EXTRAIT À LIRE:
»»

Sondages : La défense maladroite de Brice Teinturier

vendredi 2 décembre 2011.
 

Le Monde a publié, le 8 novembre – soit trois jours après la tenue d’un important colloque sur "la critique des sondages" à l’Assemblée nationale – un article dans lequel M. Brice Teinturier, de l’institut Ipsos, tente de répondre aux reproches, de plus en plus nombreux, adressés aux sondeurs.

Ceux qui attendaient un débat technique sur les conditions (ô combien problématiques) de production des enquêtes, ou une réflexion approfondie sur les conséquences de l’inflation sondagière sur la vie publique, ont été déçus. L’industrie des sondages a régulièrement besoin de justifier son envahissant développement à grand renfort de citations décoratives (de Saint Augustin à Maurice Druon), de poncifs pour dîners en ville (sur l’importance des nouveaux médias et l’émergence d’une société "de plus en plus réflexive"). Il s’agit de faire oublier que les sondeurs vendent des produits et qu’ils n’en sont donc pas les meilleurs juges. Sur le fond, rien de bien neuf dans cette énième défense des sondages. Brice Teinturier puise dans le maigre arsenal théorique des sondeurs, redonnant vie, le temps d’un article, à quelques idées "sans âge et sans auteur".

M. Teinturier affirme d’abord la pertinence des sondages. Beau joueur, il admet que les prédictions des sondeurs se sont avérées fausses à l’élection présidentielle de 1995 comme à celle de 2002. Mais c’est pour mieux affirmer que, dans l’ensemble, "l’outil a plutôt démontré sa validité, sa robustesse et sa précision". Pourtant, les erreurs de 1995 et de 2002 ne sont pas des cas isolés : rappelons-nous que les sondeurs annoncèrent la victoire de la gauche aux législatives de 1978, donnèrent l’avantage à Giscard pour la présidentielle de 1981, couronnèrent le "oui" avant le référendum européen de 2005, portèrent Ségolène Royal au pinacle en 2007 (quand ils ne plaçaient pas Jean-Marie Le Pen au second tour)…

En somme, à chaque grande échéance électorale de ces dernières décennies, les sondages ont failli. Proclamer, comme le fait Brice Teinturier, "la robustesse" et "la précision" de l’instrument sondagier relève donc de la malhonnêteté, ou d’une forme particulièrement inquiétante de déni.

««

CONSIGNES:
A. D’après l’article sur les sondages, les affirmations suivantes sont-elles exactes ? (i) L’article du Monde a paru trois jours après un colloque tenu à l’Assemblée nationale ; (ii) Brice Teinturier nie que les prédictions des sondeurs aient été fausses à la présidentielle de 1995 ; (iii) les sondeurs donnèrent l’avantage à Giscard pour la présidentielle de 1981. Répondez par oui ou non à chacune, en citant les mots décisifs de l’article.
B. Extrayez des entrées, sans rien y changer, les lignes qui commencent à celle contenant "Find the balcony" et vont jusqu’à la fin des entrées, ces deux limites comprises.

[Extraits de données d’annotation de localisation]
»»

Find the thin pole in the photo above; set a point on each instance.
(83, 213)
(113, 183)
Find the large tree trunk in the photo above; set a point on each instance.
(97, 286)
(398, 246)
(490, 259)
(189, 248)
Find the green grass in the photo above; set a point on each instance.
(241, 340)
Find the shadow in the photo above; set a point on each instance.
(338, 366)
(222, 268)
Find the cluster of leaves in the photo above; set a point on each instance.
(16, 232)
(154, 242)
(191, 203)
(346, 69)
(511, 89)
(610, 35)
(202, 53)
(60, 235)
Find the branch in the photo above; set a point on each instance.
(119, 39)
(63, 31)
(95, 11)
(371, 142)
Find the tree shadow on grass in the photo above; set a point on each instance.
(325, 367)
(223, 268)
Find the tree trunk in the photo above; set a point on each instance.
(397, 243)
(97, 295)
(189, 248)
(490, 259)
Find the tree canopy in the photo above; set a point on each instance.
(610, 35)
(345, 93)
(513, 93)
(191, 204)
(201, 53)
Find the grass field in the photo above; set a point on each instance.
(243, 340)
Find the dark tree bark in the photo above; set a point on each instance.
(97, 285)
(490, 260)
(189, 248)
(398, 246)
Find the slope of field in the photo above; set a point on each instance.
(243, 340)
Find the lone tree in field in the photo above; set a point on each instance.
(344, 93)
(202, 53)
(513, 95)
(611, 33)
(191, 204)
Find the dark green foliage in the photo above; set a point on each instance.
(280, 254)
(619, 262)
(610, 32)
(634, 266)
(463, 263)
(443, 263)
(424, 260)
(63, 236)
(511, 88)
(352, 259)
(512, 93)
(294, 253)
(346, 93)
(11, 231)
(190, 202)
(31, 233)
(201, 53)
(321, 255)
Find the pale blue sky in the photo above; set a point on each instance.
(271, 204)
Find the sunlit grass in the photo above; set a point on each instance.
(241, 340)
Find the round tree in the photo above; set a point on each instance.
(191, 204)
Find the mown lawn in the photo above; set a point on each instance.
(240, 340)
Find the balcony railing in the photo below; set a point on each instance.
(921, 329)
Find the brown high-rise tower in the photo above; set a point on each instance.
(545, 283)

««

RÉPONSES PAR CONSIGNE:
A.
(i) Oui : « le 8 novembre – soit trois jours après la tenue d’un important colloque sur "la critique des sondages" à l’Assemblée nationale ».
(ii) Non : « il admet que les prédictions des sondeurs se sont avérées fausses à l’élection présidentielle de 1995 comme à celle de 2002 ».
(iii) Oui : « donnèrent l’avantage à Giscard pour la présidentielle de 1981 ».

B.
Find the balcony railing in the photo below; set a point on each instance.
(921, 329)
Find the brown high-rise tower in the photo above; set a point on each instance.
(545, 283)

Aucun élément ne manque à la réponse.